Records excerpted from a collection:
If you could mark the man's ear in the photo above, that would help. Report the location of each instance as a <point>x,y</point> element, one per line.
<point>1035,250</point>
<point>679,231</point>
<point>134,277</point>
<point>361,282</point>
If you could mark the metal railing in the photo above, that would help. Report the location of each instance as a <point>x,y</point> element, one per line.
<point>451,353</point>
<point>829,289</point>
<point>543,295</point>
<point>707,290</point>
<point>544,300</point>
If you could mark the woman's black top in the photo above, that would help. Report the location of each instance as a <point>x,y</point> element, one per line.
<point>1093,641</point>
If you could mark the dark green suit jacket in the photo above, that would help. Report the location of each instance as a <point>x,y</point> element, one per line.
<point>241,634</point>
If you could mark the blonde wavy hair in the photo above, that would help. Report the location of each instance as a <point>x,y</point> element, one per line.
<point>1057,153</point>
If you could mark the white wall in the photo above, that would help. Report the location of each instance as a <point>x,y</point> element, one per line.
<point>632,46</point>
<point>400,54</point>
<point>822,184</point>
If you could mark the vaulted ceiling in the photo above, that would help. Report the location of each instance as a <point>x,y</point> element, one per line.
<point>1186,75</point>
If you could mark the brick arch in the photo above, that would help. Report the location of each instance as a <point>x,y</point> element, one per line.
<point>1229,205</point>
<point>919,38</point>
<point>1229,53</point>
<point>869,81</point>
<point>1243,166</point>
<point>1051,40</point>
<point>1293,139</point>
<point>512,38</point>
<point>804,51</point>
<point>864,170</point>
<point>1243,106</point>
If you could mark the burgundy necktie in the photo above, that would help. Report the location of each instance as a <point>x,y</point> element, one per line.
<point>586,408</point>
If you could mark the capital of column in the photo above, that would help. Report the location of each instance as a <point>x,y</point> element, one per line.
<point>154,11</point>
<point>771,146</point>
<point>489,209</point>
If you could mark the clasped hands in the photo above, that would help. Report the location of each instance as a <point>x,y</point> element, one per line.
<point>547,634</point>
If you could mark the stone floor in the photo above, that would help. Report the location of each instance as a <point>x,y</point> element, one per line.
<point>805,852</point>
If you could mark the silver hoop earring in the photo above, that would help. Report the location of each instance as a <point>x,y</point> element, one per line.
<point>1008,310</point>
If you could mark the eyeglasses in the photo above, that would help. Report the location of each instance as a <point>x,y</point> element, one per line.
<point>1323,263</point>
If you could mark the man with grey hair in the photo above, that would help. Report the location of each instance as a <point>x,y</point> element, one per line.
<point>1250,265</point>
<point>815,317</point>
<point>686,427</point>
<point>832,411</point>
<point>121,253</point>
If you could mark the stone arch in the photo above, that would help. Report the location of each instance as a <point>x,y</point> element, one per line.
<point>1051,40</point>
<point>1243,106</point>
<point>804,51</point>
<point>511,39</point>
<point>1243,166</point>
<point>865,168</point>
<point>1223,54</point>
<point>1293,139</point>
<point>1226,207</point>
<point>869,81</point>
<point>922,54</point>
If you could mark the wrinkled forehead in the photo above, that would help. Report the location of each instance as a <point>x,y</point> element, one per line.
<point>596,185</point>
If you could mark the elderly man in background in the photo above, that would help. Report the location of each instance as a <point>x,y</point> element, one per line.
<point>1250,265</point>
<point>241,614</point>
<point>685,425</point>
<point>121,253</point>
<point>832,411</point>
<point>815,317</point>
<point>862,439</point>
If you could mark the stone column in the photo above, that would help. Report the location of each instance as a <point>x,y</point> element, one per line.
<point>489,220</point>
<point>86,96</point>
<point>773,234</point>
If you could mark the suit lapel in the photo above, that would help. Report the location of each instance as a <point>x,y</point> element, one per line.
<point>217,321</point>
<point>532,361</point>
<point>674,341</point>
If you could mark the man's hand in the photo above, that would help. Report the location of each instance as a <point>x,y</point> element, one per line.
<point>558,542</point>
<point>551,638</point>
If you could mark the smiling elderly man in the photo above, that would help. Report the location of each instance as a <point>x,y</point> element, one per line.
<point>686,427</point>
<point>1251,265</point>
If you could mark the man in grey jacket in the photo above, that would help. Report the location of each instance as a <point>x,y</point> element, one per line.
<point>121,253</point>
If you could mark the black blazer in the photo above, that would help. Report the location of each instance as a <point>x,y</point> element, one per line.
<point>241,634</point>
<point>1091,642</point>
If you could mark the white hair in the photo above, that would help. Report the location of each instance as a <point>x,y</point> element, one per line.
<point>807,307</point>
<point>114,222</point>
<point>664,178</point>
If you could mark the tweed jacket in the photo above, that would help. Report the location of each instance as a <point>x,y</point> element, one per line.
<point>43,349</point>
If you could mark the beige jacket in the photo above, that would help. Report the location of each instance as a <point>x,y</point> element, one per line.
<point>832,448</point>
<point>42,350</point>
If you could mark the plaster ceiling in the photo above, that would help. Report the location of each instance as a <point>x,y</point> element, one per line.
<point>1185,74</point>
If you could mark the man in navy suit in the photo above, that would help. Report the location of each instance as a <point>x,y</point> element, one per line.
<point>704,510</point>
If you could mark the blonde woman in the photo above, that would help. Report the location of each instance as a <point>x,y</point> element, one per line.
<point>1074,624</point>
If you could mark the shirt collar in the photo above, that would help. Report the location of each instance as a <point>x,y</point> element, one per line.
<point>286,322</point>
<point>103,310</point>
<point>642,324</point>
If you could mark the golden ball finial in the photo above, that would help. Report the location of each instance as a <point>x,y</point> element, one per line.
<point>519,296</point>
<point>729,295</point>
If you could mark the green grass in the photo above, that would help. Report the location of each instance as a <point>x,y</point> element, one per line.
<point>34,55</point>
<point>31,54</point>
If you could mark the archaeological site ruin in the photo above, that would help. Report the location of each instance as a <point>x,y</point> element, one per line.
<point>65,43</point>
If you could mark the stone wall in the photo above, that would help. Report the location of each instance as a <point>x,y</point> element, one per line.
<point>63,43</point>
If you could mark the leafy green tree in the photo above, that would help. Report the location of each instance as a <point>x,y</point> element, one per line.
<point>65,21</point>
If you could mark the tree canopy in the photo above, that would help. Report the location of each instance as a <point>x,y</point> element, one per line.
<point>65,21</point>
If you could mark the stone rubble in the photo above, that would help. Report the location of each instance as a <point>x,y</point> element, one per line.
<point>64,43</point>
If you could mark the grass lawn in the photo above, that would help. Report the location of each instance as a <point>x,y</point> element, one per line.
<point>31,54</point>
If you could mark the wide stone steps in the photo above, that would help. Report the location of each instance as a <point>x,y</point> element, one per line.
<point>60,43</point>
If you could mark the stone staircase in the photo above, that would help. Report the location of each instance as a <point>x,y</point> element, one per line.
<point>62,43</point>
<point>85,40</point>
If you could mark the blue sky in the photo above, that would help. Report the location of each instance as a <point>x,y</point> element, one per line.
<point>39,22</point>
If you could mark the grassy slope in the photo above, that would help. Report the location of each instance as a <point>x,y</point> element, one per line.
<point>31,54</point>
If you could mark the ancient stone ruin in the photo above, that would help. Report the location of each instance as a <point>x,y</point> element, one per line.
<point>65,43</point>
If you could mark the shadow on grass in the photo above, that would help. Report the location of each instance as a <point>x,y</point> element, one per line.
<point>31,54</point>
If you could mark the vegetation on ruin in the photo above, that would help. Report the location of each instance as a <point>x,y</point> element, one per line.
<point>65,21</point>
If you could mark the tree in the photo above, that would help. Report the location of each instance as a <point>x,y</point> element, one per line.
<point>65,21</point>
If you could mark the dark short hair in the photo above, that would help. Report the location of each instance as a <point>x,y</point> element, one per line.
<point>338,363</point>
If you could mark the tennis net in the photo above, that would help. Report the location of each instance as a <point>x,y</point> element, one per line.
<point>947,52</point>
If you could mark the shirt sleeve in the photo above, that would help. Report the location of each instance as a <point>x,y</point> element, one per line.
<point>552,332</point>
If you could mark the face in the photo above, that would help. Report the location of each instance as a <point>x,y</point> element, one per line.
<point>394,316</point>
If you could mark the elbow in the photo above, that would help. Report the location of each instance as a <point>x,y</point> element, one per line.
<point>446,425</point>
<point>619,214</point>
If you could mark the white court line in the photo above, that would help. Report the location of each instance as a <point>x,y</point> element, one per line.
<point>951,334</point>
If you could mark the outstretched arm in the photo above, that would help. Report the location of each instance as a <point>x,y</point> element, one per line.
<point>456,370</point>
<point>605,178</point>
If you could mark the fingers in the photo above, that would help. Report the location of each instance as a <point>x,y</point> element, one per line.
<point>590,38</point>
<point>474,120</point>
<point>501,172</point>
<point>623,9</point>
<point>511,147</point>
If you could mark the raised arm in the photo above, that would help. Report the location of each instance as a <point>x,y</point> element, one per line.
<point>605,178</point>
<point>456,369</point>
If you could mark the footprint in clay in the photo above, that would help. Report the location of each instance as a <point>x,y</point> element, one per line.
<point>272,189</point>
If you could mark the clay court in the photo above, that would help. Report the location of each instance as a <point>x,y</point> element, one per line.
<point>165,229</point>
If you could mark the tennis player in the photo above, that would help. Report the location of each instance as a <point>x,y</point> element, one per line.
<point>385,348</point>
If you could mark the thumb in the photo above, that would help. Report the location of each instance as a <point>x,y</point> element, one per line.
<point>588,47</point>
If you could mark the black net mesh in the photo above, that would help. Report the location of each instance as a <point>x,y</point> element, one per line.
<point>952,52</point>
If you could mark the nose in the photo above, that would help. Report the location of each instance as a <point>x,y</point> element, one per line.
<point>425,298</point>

REQUIRED ACTION: Every line from the one containing "If you could mark the black net" through the last line of the entries above must be output exactly. Leave the rest out.

TASK OUTPUT:
If you could mark the black net mesh in the photo above, that would help. Report the location of each instance as a <point>x,y</point> element, one per line.
<point>952,52</point>
If you could mark the nose in the photo above, that would help. Report the location of each instance as a <point>x,y</point> element, one per line.
<point>425,298</point>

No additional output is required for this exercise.